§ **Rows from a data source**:

— begin —

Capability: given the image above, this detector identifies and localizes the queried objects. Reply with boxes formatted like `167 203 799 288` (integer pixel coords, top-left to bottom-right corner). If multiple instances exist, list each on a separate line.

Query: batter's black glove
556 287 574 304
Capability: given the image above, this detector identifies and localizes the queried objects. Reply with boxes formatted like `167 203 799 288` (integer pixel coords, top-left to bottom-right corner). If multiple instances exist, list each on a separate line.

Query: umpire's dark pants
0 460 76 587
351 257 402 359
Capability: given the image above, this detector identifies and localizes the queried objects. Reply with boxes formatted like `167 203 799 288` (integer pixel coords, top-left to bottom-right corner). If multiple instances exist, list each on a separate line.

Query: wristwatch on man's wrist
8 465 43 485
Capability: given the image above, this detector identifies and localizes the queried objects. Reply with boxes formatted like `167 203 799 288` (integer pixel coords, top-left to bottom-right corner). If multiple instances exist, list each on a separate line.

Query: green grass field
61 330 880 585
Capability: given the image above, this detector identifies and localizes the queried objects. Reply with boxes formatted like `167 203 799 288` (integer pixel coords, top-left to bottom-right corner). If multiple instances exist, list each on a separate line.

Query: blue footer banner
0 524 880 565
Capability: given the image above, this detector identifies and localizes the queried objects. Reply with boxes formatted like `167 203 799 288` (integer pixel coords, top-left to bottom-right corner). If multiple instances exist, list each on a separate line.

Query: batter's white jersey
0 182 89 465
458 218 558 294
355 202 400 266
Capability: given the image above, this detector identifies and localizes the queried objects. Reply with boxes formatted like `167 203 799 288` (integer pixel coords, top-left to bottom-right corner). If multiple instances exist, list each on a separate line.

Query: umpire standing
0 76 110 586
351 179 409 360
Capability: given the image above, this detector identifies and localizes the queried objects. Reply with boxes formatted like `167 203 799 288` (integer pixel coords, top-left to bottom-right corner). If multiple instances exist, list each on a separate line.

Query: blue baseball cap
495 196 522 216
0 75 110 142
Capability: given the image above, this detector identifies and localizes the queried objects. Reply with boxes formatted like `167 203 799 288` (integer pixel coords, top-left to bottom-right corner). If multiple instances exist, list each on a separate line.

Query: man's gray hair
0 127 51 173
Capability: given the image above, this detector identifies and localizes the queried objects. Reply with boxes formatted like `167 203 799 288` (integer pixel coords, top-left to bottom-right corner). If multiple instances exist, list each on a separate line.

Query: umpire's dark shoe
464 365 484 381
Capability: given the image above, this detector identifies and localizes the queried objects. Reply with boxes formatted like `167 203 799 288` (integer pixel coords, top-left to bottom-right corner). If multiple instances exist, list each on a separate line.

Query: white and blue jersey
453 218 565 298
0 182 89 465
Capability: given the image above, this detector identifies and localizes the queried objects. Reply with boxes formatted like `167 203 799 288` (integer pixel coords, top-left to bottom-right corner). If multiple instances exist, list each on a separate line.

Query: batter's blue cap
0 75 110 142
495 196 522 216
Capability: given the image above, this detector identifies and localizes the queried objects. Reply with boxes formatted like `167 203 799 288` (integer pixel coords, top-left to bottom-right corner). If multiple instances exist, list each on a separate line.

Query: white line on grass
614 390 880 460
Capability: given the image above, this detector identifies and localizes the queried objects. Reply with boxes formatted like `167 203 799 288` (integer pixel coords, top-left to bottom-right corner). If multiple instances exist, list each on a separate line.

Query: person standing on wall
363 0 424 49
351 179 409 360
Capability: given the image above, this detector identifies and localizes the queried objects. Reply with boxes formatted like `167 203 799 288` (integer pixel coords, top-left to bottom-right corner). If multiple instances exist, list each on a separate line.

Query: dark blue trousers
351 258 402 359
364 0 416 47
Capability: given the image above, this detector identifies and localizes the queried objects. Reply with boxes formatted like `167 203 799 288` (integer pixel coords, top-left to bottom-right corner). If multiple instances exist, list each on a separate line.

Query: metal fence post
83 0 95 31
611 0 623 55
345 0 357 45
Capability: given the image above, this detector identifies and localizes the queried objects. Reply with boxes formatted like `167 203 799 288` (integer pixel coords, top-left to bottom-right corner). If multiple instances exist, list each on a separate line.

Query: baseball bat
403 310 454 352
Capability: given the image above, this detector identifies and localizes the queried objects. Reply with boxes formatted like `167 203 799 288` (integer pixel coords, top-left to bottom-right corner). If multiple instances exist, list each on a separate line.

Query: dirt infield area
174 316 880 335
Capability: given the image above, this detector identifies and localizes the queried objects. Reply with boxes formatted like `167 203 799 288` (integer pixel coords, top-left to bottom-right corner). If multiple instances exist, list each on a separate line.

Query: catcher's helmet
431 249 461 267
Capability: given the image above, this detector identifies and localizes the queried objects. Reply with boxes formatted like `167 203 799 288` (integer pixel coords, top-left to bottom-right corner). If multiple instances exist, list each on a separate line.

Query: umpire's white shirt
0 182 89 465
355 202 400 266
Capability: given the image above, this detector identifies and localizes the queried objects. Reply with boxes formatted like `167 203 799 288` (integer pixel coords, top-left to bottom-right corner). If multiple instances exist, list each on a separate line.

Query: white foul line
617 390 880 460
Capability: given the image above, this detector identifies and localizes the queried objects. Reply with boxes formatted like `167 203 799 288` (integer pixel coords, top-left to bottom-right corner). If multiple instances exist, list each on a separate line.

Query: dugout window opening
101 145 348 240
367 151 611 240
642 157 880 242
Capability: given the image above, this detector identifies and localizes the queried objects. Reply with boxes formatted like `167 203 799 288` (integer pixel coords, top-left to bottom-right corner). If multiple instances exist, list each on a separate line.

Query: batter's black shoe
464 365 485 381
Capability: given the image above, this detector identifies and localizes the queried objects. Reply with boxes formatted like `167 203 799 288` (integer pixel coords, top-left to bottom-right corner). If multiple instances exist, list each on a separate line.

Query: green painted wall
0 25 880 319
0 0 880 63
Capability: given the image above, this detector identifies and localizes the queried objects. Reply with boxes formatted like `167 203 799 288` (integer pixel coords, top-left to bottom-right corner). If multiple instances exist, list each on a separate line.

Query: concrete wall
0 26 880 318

— end —

Swap "glove" for "mitt" in the rows from the start through the line holding "556 287 574 304", inclusive, and write those lines out again with everything else unchanged.

§ **Solution for this problem**:
Capability: given the image above, this detector identifies and localizes the queried objects. Reply with boxes formatted like `167 203 799 288` (integer pixel coords, top-left to bottom-right corner). If multiple instances exist, list each on a separate line.

Query: batter's black mitt
556 287 574 304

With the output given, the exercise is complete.